> Information shown:
———

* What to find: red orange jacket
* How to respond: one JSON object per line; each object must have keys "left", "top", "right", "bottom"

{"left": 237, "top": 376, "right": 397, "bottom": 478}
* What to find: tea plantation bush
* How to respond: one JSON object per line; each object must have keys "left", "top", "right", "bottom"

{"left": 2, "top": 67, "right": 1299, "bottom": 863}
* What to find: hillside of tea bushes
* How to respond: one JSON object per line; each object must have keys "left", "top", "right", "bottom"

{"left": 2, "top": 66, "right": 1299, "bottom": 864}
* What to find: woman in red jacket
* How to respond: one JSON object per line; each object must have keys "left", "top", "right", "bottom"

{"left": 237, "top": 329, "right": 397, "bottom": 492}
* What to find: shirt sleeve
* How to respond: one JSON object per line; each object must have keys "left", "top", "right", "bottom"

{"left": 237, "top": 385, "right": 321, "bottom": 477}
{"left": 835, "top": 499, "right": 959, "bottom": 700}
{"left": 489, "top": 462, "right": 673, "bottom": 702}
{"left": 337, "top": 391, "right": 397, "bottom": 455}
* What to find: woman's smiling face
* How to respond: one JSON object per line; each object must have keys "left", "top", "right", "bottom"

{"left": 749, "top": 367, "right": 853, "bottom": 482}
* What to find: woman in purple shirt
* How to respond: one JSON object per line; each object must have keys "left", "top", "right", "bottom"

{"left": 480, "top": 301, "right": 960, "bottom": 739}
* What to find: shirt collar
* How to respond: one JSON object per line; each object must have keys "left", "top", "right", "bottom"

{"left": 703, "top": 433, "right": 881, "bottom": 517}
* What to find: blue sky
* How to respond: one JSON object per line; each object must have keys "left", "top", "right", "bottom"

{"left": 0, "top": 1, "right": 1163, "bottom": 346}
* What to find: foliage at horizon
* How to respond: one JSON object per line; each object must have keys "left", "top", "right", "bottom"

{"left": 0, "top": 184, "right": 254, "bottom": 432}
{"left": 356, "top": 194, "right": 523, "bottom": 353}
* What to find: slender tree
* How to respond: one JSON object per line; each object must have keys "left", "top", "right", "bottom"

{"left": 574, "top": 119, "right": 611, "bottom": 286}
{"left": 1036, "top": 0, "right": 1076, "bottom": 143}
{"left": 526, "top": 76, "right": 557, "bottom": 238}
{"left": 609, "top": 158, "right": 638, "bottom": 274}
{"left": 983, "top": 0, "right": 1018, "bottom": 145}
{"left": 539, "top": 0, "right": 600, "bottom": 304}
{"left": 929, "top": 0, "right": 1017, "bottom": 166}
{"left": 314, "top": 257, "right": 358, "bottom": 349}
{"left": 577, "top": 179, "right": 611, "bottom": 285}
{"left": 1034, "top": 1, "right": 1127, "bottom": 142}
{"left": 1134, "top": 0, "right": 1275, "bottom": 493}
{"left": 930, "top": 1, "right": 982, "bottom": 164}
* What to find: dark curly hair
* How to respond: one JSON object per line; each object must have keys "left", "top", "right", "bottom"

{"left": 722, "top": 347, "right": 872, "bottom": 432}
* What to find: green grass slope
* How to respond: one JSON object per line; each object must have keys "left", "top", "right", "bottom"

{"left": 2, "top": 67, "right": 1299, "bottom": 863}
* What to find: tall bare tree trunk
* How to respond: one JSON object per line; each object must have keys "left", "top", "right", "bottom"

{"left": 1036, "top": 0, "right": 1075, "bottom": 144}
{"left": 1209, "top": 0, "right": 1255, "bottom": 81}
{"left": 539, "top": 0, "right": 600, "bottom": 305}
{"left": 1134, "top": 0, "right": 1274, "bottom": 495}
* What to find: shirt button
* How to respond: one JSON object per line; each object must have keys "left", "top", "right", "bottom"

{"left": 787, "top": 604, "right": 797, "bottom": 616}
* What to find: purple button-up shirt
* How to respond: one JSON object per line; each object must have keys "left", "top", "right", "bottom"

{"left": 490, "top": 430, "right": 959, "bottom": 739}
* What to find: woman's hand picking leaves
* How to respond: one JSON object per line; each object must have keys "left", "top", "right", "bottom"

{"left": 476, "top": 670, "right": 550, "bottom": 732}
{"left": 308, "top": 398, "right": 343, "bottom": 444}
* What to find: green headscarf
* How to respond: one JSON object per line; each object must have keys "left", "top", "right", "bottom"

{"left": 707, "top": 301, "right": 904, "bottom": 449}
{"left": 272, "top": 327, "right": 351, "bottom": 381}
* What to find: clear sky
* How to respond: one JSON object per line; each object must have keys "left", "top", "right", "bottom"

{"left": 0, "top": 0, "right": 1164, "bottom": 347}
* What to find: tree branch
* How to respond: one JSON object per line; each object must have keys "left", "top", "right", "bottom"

———

> Goal of the exercise: Could you transcribe every entry exactly, without altering anything?

> Your solution:
* What to find: red orange jacket
* How to respond: one JSON object per line; each object must have keys "left", "top", "right", "bottom"

{"left": 237, "top": 376, "right": 397, "bottom": 478}
* What to find: tea plantation bush
* How to respond: one JSON object per line; each object must have keys "left", "top", "right", "bottom"

{"left": 2, "top": 67, "right": 1299, "bottom": 863}
* What to find: hillside of tea bushes
* How to respond: one JSON object per line; each object must have keys "left", "top", "right", "bottom"

{"left": 2, "top": 66, "right": 1299, "bottom": 864}
* What to find: woman in red jacket
* How to respond: one JSON object per line; each object must have keys "left", "top", "right", "bottom"

{"left": 237, "top": 329, "right": 397, "bottom": 492}
* What to find: shirt sleeve
* How to respond: one JSON object per line; each object must have keys "left", "top", "right", "bottom"

{"left": 237, "top": 385, "right": 321, "bottom": 477}
{"left": 835, "top": 499, "right": 959, "bottom": 700}
{"left": 489, "top": 462, "right": 673, "bottom": 702}
{"left": 337, "top": 391, "right": 397, "bottom": 455}
* What to find: woman's smiling face
* How to respond: one JSON object per line; each object must have keys "left", "top", "right", "bottom"

{"left": 749, "top": 367, "right": 853, "bottom": 482}
* What to find: woman in purple shirt
* How to respond: one JSON object per line; each object must have keys "left", "top", "right", "bottom"

{"left": 480, "top": 301, "right": 960, "bottom": 739}
* What to find: shirt collar
* How to respond: one JSON object per line; each object must have keys "left", "top", "right", "bottom"

{"left": 703, "top": 433, "right": 881, "bottom": 517}
* What to find: blue sky
* How to respond: one JSON object per line; each object must have keys "left", "top", "right", "bottom"

{"left": 0, "top": 1, "right": 1163, "bottom": 346}
* What to find: foliage at horizon
* How to respond: one JSON object per line; each object must have keys "left", "top", "right", "bottom"

{"left": 0, "top": 184, "right": 254, "bottom": 432}
{"left": 356, "top": 194, "right": 523, "bottom": 353}
* What to find: slender tree
* How to respond: one JSON object per line; each object must have keys "left", "top", "right", "bottom"

{"left": 574, "top": 119, "right": 611, "bottom": 286}
{"left": 1036, "top": 0, "right": 1076, "bottom": 143}
{"left": 526, "top": 76, "right": 557, "bottom": 238}
{"left": 609, "top": 158, "right": 638, "bottom": 274}
{"left": 983, "top": 0, "right": 1018, "bottom": 145}
{"left": 539, "top": 0, "right": 600, "bottom": 304}
{"left": 929, "top": 0, "right": 1017, "bottom": 166}
{"left": 314, "top": 257, "right": 358, "bottom": 349}
{"left": 577, "top": 179, "right": 611, "bottom": 285}
{"left": 1034, "top": 1, "right": 1127, "bottom": 142}
{"left": 1134, "top": 0, "right": 1275, "bottom": 493}
{"left": 930, "top": 1, "right": 982, "bottom": 164}
* What to find: dark curly hair
* How to respond: one JSON object per line; each object must have keys "left", "top", "right", "bottom"

{"left": 722, "top": 347, "right": 872, "bottom": 432}
* What to find: green grass slope
* How to respond: one JSON object per line; each object must have keys "left", "top", "right", "bottom"

{"left": 2, "top": 67, "right": 1299, "bottom": 863}
* What to find: tall bare tree trunk
* How to respond: one JSON object per line; each object must have keys "left", "top", "right", "bottom"

{"left": 1036, "top": 0, "right": 1075, "bottom": 144}
{"left": 1209, "top": 0, "right": 1255, "bottom": 81}
{"left": 539, "top": 0, "right": 600, "bottom": 305}
{"left": 1134, "top": 0, "right": 1274, "bottom": 495}
* What to find: shirt button
* How to respond: one JSON object per line; each object must have keys "left", "top", "right", "bottom"

{"left": 787, "top": 604, "right": 797, "bottom": 616}
* What to find: purple button-up shirt
* How to respond: one JSON object per line; each object must have keys "left", "top", "right", "bottom"

{"left": 490, "top": 430, "right": 959, "bottom": 739}
* What to find: woman's hand picking leaves
* How to respond: one JSON object per line; each object must have keys "left", "top", "right", "bottom"

{"left": 476, "top": 670, "right": 550, "bottom": 732}
{"left": 308, "top": 398, "right": 343, "bottom": 444}
* What to find: green headscarf
* How to respond: one JSON object per line; each object must have keys "left", "top", "right", "bottom"

{"left": 707, "top": 301, "right": 904, "bottom": 449}
{"left": 272, "top": 327, "right": 351, "bottom": 381}
* What to find: clear sky
* How to respond: one JSON object per line; each object must have keys "left", "top", "right", "bottom"

{"left": 0, "top": 0, "right": 1164, "bottom": 347}
* What to find: tree branch
* How to respond: one JSON object per line; each object must have keys "left", "top", "right", "bottom"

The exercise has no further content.